— begin RAW RECORDS —

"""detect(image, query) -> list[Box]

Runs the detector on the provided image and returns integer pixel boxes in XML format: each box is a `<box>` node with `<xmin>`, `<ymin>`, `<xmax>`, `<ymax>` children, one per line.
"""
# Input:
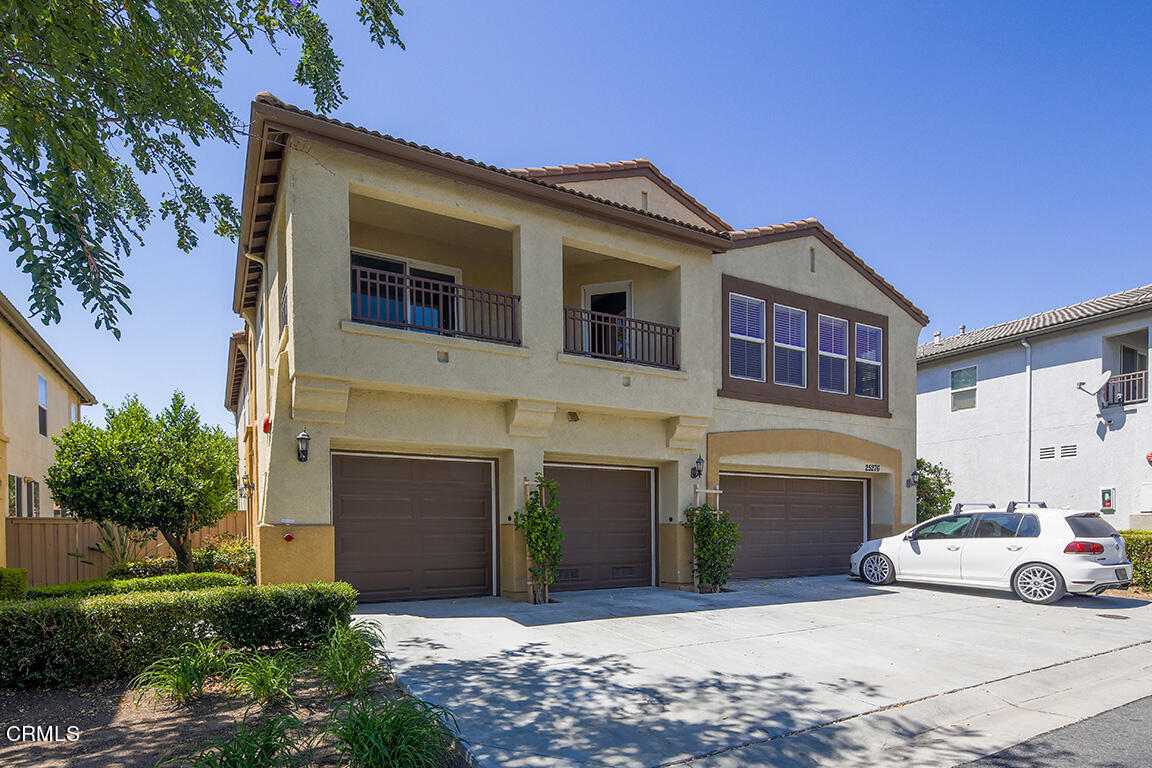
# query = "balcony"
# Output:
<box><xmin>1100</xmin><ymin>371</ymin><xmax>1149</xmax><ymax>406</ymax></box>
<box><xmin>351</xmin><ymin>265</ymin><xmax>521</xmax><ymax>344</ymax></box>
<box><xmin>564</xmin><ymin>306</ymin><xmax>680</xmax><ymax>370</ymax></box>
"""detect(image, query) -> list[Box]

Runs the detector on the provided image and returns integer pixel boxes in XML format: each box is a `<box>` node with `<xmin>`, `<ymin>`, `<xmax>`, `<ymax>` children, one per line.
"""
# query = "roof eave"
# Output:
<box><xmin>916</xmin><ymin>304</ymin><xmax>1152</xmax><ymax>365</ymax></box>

— end RAW RECORDS —

◆ **THE REQUEST**: Please write out all of the data above again, swapping "detector" for "model" wherever it occurs and leaving everything else unchanged. Omit the pictures from your answer.

◆ **EXERCISE ANSWER**:
"""detect(image, query) -> list[Box]

Runs the model on the provided image and returns integer pixel boxes in XML format: each box is a `<box>` node with `<xmin>`, `<ymin>`, `<xmax>`, `<ymax>` children, one per line.
"""
# Input:
# query = "balcony"
# Output:
<box><xmin>1100</xmin><ymin>371</ymin><xmax>1149</xmax><ymax>406</ymax></box>
<box><xmin>351</xmin><ymin>265</ymin><xmax>521</xmax><ymax>344</ymax></box>
<box><xmin>564</xmin><ymin>306</ymin><xmax>680</xmax><ymax>370</ymax></box>
"""detect(image, query) -> list[Box]

Runs the model on the provided image and returns integer pixel boxes in XML format: each box is a `<box>` node with `<xmin>`, `<ymin>`, `<xmax>`, `<ymax>` children, one per line.
"""
# query = "roof eave"
# Output:
<box><xmin>916</xmin><ymin>304</ymin><xmax>1152</xmax><ymax>365</ymax></box>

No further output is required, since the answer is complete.